While industrial populations are sedentary for more than half of their waking hours (54%), the Tsimane spend only 10% of their daytime being inactive. They live a subsistence lifestyle that involves hunting, gathering, fishing and farming, where men spend an average of 6-7 hours of their day being physically active and women spend 4-6 hours.

Their diet is largely carbohydrate-based (72%) and includes non-processed carbohydrates which are high in fibre such as rice, plantain, manioc, corn, nuts and fruits. Protein constitutes 14% of their diet and comes from animal meat. The diet is very low in fat with fat compromising only 14% of the diet — equivalent to an estimated 38 grams of fat each day, including 11g saturated fat and no trans fats. In addition, smoking was rare in the population.

In the observational study, the researchers visited 85 Tsimane villages between 2014 and 2015. They measured the participants’ risk of heart disease by taking CT scans of the hearts of 705 adults (aged 40-94 years old) to measure the extent of hardening of the coronary arteries, as well as measuring weight, age, heart rate, blood pressure, cholesterol, blood glucose and inflammation.

Based on their CT scan, almost nine in 10 of the Tsimane people (596 of 705 people, 85%) had no risk of heart disease, 89 (13%) had low risk and only 20 people (3%) had moderate or high risk. These findings also continued into old age, where almost two-thirds (65%, 31 of 48) of those aged over 75 years old had almost no risk and 8% (4 of 48) had moderate or high risk. These results are the lowest reported levels of vascular aging of any population recorded to date.

By comparison, a US study of 6814 people (aged 45 to 84) found that only 14% of Americans had a CT scan that suggested no risk of heart disease and half (50%) had a moderate or high risk — a five-fold higher prevalence than in the Tsimane population.

In the Tsimane population, heart rate, blood pressure, cholesterol, and blood glucose were also low, potentially as a result of their lifestyle. The researchers also note that the low risk of coronary atherosclerosis was identified despite there being elevated levels of inflammation in half of the Tsimane population (51%, 360 of 705 people).

“Conventional thinking is that inflammation increases the risk of heart disease,” said Professor Randall Thompson, cardiologist at Saint Luke’s Mid America Heart Institute, USA. “However, the inflammation common to the Tsimane was not associated with increased risk of heart disease, and may instead be the result of high rates of infections.”

Because the study is observational it cannot confirm how the Tsimane population is protected from vascular aging, or which part of their lifestyle (diet, physical activity or smoking) is most protective. The researchers suggest it is more likely to be a result of their lifestyle than genetics, because of a gradual increase in cholesterol levels coinciding with a rapidly changing lifestyle.

“Over the last five years, new roads and the introduction of motorised canoes have dramatically increased access to the nearby market town to buy sugar and cooking oil,” said Dr Ben Trumble, Arizona State University, USA. “This is ushering in major economic and nutritional changes for the Tsimane people.”

Your instructions:
Reproduce the passage of the text on Tsimane heart health between "While industrial populations" and "in the population.", inclusive. The records have no connection to the text on Tsimane heart health.

Data shown:
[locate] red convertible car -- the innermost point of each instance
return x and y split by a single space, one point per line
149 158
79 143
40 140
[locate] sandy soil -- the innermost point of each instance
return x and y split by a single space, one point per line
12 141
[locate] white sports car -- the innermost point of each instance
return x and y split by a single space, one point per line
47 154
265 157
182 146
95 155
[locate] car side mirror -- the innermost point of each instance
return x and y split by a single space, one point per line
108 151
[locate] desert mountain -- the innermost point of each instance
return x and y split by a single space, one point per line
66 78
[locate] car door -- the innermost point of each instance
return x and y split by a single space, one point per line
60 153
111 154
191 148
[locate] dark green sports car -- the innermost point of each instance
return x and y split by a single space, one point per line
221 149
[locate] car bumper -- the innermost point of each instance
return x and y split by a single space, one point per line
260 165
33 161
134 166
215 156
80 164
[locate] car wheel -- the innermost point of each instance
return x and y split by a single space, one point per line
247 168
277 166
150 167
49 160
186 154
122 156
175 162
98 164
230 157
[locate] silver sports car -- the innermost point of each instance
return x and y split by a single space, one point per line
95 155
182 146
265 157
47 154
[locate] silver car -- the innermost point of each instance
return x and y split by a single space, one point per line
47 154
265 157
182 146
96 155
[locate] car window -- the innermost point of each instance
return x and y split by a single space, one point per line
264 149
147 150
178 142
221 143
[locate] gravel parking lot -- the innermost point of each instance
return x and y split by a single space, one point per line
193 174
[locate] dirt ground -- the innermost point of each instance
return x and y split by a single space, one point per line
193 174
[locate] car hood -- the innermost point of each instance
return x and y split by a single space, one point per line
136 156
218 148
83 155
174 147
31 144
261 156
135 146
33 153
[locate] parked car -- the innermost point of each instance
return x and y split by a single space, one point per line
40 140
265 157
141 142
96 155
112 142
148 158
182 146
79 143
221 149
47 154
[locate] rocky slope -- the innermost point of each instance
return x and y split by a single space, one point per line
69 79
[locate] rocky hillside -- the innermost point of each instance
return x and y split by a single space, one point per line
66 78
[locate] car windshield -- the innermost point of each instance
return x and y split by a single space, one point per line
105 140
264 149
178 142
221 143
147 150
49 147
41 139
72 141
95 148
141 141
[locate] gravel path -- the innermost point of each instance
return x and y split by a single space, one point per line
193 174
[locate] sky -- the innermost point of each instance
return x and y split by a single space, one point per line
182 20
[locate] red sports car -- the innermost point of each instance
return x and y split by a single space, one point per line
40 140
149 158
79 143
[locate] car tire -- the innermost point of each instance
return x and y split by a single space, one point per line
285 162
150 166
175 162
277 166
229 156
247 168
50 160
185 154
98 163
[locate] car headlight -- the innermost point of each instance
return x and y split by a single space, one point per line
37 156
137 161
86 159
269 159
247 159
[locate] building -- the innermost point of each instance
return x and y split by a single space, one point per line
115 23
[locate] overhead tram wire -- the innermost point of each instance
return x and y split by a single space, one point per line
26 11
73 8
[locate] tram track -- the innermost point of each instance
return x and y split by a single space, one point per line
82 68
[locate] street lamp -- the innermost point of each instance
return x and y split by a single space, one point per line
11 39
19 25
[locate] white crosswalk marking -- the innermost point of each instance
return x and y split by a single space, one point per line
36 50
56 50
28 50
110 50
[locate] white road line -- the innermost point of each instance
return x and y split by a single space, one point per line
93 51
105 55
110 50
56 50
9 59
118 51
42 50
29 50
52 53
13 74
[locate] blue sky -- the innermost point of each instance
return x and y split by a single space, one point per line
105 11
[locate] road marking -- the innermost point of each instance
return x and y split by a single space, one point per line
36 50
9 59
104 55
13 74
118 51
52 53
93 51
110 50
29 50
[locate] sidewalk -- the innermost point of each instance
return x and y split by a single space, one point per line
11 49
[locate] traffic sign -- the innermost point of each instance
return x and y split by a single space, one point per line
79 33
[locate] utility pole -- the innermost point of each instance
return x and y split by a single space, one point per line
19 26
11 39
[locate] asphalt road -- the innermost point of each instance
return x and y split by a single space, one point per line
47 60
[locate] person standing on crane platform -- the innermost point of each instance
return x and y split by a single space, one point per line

Result:
While industrial populations are sedentary for more than half of their waking hours (54%), the Tsimane spend only 10% of their daytime being inactive. They live a subsistence lifestyle that involves hunting, gathering, fishing and farming, where men spend an average of 6-7 hours of their day being physically active and women spend 4-6 hours.

Their diet is largely carbohydrate-based (72%) and includes non-processed carbohydrates which are high in fibre such as rice, plantain, manioc, corn, nuts and fruits. Protein constitutes 14% of their diet and comes from animal meat. The diet is very low in fat with fat compromising only 14% of the diet — equivalent to an estimated 38 grams of fat each day, including 11g saturated fat and no trans fats. In addition, smoking was rare in the population.